Information supplied →
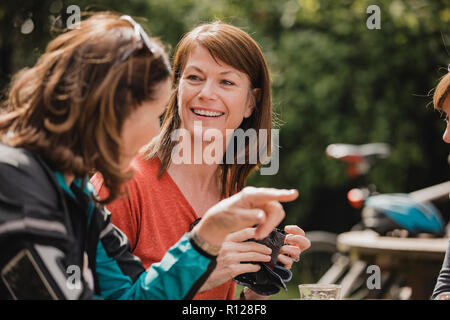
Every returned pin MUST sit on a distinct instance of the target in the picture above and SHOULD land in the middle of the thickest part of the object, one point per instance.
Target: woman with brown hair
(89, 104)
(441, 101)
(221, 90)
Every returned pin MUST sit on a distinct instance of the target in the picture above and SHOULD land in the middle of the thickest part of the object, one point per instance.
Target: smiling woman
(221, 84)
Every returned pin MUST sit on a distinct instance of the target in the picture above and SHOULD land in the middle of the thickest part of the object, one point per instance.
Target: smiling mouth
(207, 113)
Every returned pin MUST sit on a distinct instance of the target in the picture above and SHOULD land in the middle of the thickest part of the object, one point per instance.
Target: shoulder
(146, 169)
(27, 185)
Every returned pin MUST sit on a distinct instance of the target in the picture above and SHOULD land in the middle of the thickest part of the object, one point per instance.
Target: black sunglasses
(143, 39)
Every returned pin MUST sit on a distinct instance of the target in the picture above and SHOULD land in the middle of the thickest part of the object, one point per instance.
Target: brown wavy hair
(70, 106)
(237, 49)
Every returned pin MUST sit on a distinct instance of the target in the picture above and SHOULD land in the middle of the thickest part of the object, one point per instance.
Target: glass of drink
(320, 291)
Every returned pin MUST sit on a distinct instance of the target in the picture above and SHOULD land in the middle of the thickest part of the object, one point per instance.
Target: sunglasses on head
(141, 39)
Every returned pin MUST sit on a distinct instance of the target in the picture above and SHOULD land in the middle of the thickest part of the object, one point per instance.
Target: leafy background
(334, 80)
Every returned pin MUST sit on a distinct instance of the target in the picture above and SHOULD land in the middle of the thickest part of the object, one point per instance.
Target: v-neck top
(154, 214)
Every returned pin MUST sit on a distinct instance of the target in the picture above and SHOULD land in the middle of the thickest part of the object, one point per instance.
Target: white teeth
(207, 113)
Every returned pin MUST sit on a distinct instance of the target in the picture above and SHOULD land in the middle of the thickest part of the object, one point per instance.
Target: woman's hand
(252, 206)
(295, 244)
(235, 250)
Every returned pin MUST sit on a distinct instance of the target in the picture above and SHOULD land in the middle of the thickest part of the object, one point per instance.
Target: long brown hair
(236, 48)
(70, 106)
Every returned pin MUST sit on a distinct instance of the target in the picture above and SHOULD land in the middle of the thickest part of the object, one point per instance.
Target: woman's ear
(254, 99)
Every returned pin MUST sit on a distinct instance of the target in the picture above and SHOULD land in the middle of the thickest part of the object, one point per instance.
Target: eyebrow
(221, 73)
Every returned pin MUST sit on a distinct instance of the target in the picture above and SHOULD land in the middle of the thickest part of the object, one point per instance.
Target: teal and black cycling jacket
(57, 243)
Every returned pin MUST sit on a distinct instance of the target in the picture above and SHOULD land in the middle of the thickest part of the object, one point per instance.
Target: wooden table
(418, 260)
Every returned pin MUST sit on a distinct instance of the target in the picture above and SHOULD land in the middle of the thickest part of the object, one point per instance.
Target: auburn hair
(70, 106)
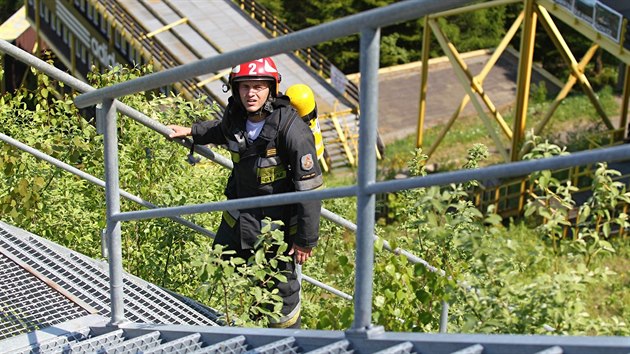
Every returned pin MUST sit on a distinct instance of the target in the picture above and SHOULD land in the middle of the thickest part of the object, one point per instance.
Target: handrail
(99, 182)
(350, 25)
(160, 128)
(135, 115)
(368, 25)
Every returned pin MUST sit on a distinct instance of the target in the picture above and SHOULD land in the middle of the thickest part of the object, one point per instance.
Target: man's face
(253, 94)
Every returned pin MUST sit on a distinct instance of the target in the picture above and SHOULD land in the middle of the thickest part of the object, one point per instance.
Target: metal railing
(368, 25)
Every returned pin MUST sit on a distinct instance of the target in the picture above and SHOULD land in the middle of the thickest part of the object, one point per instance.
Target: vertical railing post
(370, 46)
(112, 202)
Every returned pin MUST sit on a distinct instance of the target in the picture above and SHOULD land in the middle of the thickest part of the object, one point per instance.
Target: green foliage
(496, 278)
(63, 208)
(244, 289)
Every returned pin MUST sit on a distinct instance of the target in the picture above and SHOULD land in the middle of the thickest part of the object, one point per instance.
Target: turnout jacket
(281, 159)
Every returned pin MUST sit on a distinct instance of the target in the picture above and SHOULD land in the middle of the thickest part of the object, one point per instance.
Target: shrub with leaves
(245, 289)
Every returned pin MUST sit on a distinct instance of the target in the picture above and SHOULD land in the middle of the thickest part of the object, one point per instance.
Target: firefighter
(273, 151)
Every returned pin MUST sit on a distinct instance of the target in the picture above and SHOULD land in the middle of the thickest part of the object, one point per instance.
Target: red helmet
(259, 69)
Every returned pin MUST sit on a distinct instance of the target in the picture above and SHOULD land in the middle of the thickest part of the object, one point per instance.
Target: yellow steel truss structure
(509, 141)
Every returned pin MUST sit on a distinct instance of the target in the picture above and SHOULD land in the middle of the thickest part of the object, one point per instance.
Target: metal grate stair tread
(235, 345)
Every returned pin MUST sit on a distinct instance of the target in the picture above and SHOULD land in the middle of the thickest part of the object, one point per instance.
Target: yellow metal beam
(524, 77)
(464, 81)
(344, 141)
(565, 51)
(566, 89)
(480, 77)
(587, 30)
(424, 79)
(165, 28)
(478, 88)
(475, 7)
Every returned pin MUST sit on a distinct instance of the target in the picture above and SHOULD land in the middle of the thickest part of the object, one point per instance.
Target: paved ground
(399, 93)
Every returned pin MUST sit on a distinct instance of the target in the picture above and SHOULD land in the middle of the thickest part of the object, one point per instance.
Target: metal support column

What you have to do →
Leaving out the pictures, repeat the data above exactly.

Written answer →
Every returned pin MUST sit on a distinct instance of the target in the picture above and SHOULD land in the middle of the thickest part of the object, one point per instance.
Target: woman with brown hair
(89, 104)
(441, 101)
(221, 90)
Every returned pin MUST sit on a distinct instance of the target in the picture above and SHOULD land in the middle of the thickest part of the object, one point per instance.
Target: smiling woman
(221, 84)
Every returned pin MUST sit on a distinct instance of the target in the picture above and SHOULD land in the middle of the thickest part of the object, one point per instance.
Target: smiling mouth
(207, 113)
Every returned pin MUST sit on a distinct instance of the target in the picture above and SHOULD land in the middle of the thickest part of the object, one point per instance.
Target: shoulder
(146, 169)
(27, 185)
Every returned pin MUST sit on a distinct instance of the target in the picture above and SHOULD land in the middle of the thickest part of the object, one point per instance.
Target: black sunglasses
(143, 39)
Every returned pin MUST sit on a distinct instance of the target in the picture above and SHOULD land in the middle of the thickest part of the object, one point per instance.
Target: brown wavy hair
(70, 106)
(237, 49)
Every returned pin MUST sit on a distinct instance of the target in the picture above and SHOULD land in the middle of the thickest part of the object, one point per instance.
Target: glass of drink
(320, 291)
Every returned pin MUST sit on a distinct instance of the target in the picture above and SHOULD land in the middle of the thickest part of the object, one point per instance.
Target: sunglasses on head
(141, 39)
Every returned pin MUST sit on a distinct instance of the target in the picture above and SHOULD land in the middle of the thickest part of the object, one point per instance.
Target: leafy background
(334, 80)
Every returned pin MUST sit on a distinct instance of the target in the picture above and SHOULD land in the middle of the thickest part of the object, one point per instance.
Target: v-neck top
(154, 214)
Every returned pin MUST sit on a distinct instance of the target in the picture above and SHOULD land in the middle of the thickest part of the object, one point per instance.
Target: white teeth
(207, 113)
Every returned pin MUST sit on a distinct instance of the target in the picture above and SHOULD land in the middle of the thickest part of the object, one point per instance.
Target: woman's hand
(252, 206)
(295, 244)
(235, 250)
Every returned pin MUST sit on a distinct instance of the target in the picture above and SHOULD land in the middle of the thickest part of the object, one point per instance.
Target: long brown hair
(236, 48)
(70, 106)
Every returned pin MUST sit on a distinct instance of the target in the picture above and SHOULD land in the middle of the thickest part of the object, one point per instance.
Target: woman's ear
(254, 99)
Every returned pin MUST sit on a distinct instance of the target in the picture above and SHOULD land in the middle of the thickest part of the object, one point per instance.
Target: eyebrow
(221, 73)
Every returned pin MUST sit on a distinct instance of the target in the picture above and SHOULD land in the middle of the thickest part of the object, one point per instance.
Target: teal and black cycling jacket
(57, 243)
Every returned pin MUST sit on a distinct instance of the target in the picture above and SHOULD land in the middle of the thickest part of the object, one point per instance.
Target: wooden table
(418, 260)
Every returned pin MUST sit on a distinct instance of the target in the picture above and SHOULD land in the middle of the thickest part of the object, one point per instance.
Target: auburn hair
(70, 106)
Every returned pin MUST sit on a distinct instance of the target in the picture above and SHOULD land in the middle of the thickest part of the object, one point per instance.
Target: handrail
(99, 182)
(350, 25)
(160, 128)
(135, 115)
(368, 25)
Every returned pin MUST sit on a distinct instance of the target in the picture above and SHOULD land in the middle of the thickest part of the object, one point per instance.
Target: man's face
(253, 94)
Every returned pin MUST sit on a distinct instance of the target in the picture above and SHOULD land in the middle of the thickest part of the object, one point per instance.
Target: metal railing
(368, 25)
Every returned pin MUST sit on a distinct instance of the target in the picture above and SHOULD land in the middle of the thickest part of the object, one point per instance.
Target: vertical railing post
(370, 46)
(112, 202)
Every returned pin MUST sit on a distinct instance of the target in the picture above and SHOULD land in the middle of the thickest part of the object, one point per instance.
Target: green foliage
(496, 278)
(63, 208)
(244, 289)
Every returned pin MUST sit on a distinct instance of the target in the picture above and SHOULD land in the middle of the thickest part of the object, one point per instance.
Target: turnout jacket
(281, 159)
Every returned pin MUST sit on a distinct instance of the target in the picture above and SHOULD land in the middle of the thickest part of the object, one point per instance.
Target: shrub with leaves
(245, 289)
Every returned pin MUST sit on a distinct instance of the target in the picture above and SHOULD land in the middle of the thickest part of the object, one point per instance.
Target: firefighter
(273, 151)
Every returned pin MUST sit on a distinct instance of the target in the picture above and SHOULD land in the middle of the thickest part of the object, one point per instance.
Target: red helmet
(259, 69)
Every returned pin MUST sit on a distinct instance of the target in the picture above and SHOULD land in the middle of the thickest part of the object, one point per instance.
Target: yellow steel truss structure
(509, 141)
Every returned pin MUST sit on a distinct instance of the target in the picture above and SHOULD land in the middle of the thickest part of the object, one point per instance.
Target: metal grate stair tread
(235, 345)
Every returned pin MUST sit on a distinct instance of the target in the picture above and SHOULD land in the middle of the thickest part of the object, one point per instance.
Target: yellow metal beam
(524, 77)
(464, 81)
(344, 141)
(565, 51)
(566, 89)
(480, 77)
(587, 30)
(424, 79)
(165, 28)
(478, 88)
(475, 7)
Every returned pin MUST sit on a distinct instance of the target in the picture above and SHOULD land in the middle of the thickest part of the object, one point per instance.
Target: paved ground
(399, 93)
Every returned pin MUST sit on a distinct instance of the target in the picture above and SHOULD land in the middle of the thickest part of the object, one point per instance.
Target: metal support column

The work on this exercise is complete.